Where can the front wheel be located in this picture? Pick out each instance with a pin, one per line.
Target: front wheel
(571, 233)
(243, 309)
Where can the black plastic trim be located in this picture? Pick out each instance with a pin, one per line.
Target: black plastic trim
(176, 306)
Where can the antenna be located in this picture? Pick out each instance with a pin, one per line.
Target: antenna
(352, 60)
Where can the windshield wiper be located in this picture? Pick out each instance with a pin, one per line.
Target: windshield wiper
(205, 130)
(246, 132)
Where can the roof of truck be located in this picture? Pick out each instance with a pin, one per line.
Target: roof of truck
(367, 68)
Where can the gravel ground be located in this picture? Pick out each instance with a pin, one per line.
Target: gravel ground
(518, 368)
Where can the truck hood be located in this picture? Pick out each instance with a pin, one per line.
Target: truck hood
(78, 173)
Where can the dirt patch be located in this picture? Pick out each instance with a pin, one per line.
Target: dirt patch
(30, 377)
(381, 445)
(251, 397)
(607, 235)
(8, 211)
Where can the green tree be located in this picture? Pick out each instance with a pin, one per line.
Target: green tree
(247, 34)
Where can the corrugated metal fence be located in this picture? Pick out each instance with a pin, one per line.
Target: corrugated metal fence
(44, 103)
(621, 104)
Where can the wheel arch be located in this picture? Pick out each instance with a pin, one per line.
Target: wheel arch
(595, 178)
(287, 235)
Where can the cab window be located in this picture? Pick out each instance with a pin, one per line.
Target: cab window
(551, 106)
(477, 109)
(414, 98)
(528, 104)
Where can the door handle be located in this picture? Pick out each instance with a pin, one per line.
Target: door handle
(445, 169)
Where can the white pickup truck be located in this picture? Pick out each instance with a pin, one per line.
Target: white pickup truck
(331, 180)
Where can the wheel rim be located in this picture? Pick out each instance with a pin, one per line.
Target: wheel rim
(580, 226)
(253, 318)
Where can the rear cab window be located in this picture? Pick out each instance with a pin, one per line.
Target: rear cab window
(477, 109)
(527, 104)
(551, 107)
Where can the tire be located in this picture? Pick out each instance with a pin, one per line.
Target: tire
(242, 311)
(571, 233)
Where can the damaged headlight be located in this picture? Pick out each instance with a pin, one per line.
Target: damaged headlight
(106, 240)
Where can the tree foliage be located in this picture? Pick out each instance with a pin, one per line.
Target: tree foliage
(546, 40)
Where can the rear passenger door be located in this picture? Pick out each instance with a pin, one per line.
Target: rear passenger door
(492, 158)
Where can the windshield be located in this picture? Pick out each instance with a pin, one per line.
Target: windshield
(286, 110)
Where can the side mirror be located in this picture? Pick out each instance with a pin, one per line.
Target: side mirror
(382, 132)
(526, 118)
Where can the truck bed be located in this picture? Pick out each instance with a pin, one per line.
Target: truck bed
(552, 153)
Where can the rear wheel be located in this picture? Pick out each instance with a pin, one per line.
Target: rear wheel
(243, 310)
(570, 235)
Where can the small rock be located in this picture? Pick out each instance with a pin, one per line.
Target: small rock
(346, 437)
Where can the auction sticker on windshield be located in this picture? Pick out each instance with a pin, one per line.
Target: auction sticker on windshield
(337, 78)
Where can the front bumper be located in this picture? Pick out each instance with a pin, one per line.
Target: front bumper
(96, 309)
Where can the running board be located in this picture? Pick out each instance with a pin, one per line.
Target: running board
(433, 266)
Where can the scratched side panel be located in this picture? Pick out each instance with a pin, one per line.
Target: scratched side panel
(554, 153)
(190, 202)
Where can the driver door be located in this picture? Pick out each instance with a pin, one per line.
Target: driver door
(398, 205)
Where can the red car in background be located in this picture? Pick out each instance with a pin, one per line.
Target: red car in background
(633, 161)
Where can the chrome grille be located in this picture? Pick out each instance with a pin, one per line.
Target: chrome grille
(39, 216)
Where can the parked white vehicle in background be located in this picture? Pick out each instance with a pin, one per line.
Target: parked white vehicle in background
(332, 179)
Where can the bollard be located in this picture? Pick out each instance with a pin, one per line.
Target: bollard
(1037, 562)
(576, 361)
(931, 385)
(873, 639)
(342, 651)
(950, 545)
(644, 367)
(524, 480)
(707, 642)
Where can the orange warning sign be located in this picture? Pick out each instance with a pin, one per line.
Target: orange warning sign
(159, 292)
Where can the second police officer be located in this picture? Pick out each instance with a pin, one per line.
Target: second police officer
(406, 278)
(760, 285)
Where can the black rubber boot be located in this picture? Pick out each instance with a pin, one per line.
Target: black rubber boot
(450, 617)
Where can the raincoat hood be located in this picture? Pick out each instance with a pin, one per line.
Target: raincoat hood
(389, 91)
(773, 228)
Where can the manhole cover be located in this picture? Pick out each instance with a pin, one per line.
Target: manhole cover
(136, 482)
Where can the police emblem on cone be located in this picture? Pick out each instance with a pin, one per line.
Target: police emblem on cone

= = = = = = =

▸ Problem: Every line of the material must be returned exactly as it appears.

▸ Response to the exercise:
Where can the front wheel be located in this picture? Pick out each instance with a pin, one per line.
Target: front wheel
(571, 233)
(243, 309)
Where can the black plastic trim be located in this picture? Pick out each instance with a pin, one per line.
Target: black plastic trim
(176, 306)
Where can the antenna be located in this picture? Pick out each instance with a pin, one per line.
Target: antenna
(352, 60)
Where can the windshield wiper be located in this picture? Pick out each instance with a pin, one per line.
Target: windshield wiper
(205, 130)
(246, 132)
Where can the roof of truck be located in this picture? Pick out each instance with a pin, one per line.
Target: roof of truck
(367, 68)
Where can the gravel ground be located in this picture? Pick out each instance with a pin, one per line.
Target: gravel ground
(518, 368)
Where can the truck hood be located in this picture? Pick out each instance with a pin, one per line.
Target: truck hood
(78, 173)
Where can the dirt patch be located in this picture? Pick out each instance with a pin, one per line.
Target: dirt patch
(30, 377)
(381, 445)
(251, 397)
(607, 235)
(8, 211)
Where can the green tree be located in this picture? Pick out each instance with a pin, one per line.
Target: green tree
(247, 34)
Where can the corrugated metal fence be located in this picture? Pick out each instance with a pin, one per line.
Target: corrugated metal fence
(44, 103)
(621, 104)
Where can the wheel arch be located in this picture? Pick out each instance with a pin, one per line.
Target: wheel arch
(595, 178)
(287, 235)
Where can the cab window be located in this picture? Pick out each instance with a pin, one per line.
Target: cab window
(551, 106)
(477, 109)
(414, 98)
(528, 104)
Where can the door handle be located in this picture? Pick out each instance with a pin, one per line.
Target: door handle
(445, 169)
Where can the white pickup truck be located in this picture? Pick out each instance with a pin, one per line.
Target: white pickup truck
(331, 180)
Where can the wheel rim be located in this picture? Pick out each instance with a pin, one per line.
Target: wheel rim
(580, 226)
(253, 318)
Where can the rear cab window be located in this picture? Pick out each instance with a pin, one per line.
Target: rear cab window
(477, 109)
(527, 104)
(551, 107)
Where can the tire be located in this picture? Pick out each instance with a pin, one per line.
Target: tire
(242, 311)
(571, 233)
Where can the damaged headlight be located in this picture? Pick out each instance with a pin, one per line.
Target: damaged headlight
(106, 240)
Where can the tree foliage be located in this picture? Pick out each instance with a pin, one per line.
Target: tree foliage
(546, 40)
Where can the rear passenger door be located in this picture? Pick out each instance with a pin, one per line.
Target: rear passenger door
(492, 158)
Where can the windshield be located in this picture? Pick out each instance with a pin, one per line.
Target: windshield
(286, 110)
Where can the side mirror be located in this picture? Pick out each instance with a pin, one per line.
Target: side mirror
(382, 132)
(526, 118)
Where can the truck bed be located in this picture? Pick out each instance with a pin, one per line.
Target: truck bed
(552, 153)
Where can the rear wheel be located in this picture? Pick out each instance with a pin, one per line.
Target: rear wheel
(243, 310)
(570, 235)
Where can the small rock be located in this picture? Pick out each instance with a pin, one per line.
Target: small rock
(346, 437)
Where can the auction sticker on windshield be located in this picture? Pick out each instance with a pin, one per line.
Target: auction sticker on windshield
(337, 78)
Where can the front bumper be located in this picture? Pick out each instance with a pin, one per line.
Target: front bumper
(96, 309)
Where can the running board be located in this picture? Pick out each instance with a pin, one per line.
Target: running board
(433, 266)
Where can the scratched side panel be located in this picture? Pick out each instance with a pin, one per line.
Target: scratched side panel
(554, 153)
(190, 202)
Where can the driver door be located in this picture? Pick out each instance with a pin, one per line.
Target: driver door
(398, 205)
Where can the red car in background be located in this picture? Pick out each instance with a pin, one per line.
Target: red car in background
(633, 161)
Where can the chrome grille be located in this picture? Pick out each instance with a pin, one per line.
Target: chrome grille
(39, 216)
Where can the parked white vehicle in background be located in this picture? Pick out each instance with a pin, one per line.
Target: parked white vehicle in background
(332, 179)
Where can the bollard be located in this picture? Pick out each instance with a pin, one per line.
Target: bollard
(1037, 562)
(576, 361)
(931, 385)
(873, 639)
(342, 651)
(950, 545)
(644, 367)
(524, 480)
(707, 642)
Where can the orange warning sign be located in this picture? Pick out each instance with a pin, one per line.
Target: orange warning sign
(159, 292)
Where can the second police officer be located in this picture? Pick out each instance with a pin, one per line.
Target: second police officer
(406, 278)
(760, 285)
Where can the black rubber boot be located in this picture? Pick out each instance with a pin, one per line.
Target: black rubber boot
(450, 617)
Where can the raincoat hood be located in this picture? Pick out each instance with a pin, one per line.
Target: raincoat hood
(389, 91)
(773, 228)
Where can the manhole cover be located in this picture? Pick out each instance with a pin, one per line.
Target: manhole cover
(136, 482)
Where can the police emblem on cone be located in this picture? Pick out each instance with a pin, one per line.
Target: police emblem on cone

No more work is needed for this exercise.